Elenco del compito:
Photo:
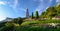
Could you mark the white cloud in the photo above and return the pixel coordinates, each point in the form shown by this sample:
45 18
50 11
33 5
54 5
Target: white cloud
2 3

Dettagli del compito: Elenca, copiandole per intero, tutte le righe dell'elenco qui sopra in cui compare la parola "cloud". La distinzione tra maiuscole e minuscole conta.

Risposta scritta:
Could you mark the white cloud in the photo above and return the pixel coordinates, each point in the form shown by this sample:
Target: white cloud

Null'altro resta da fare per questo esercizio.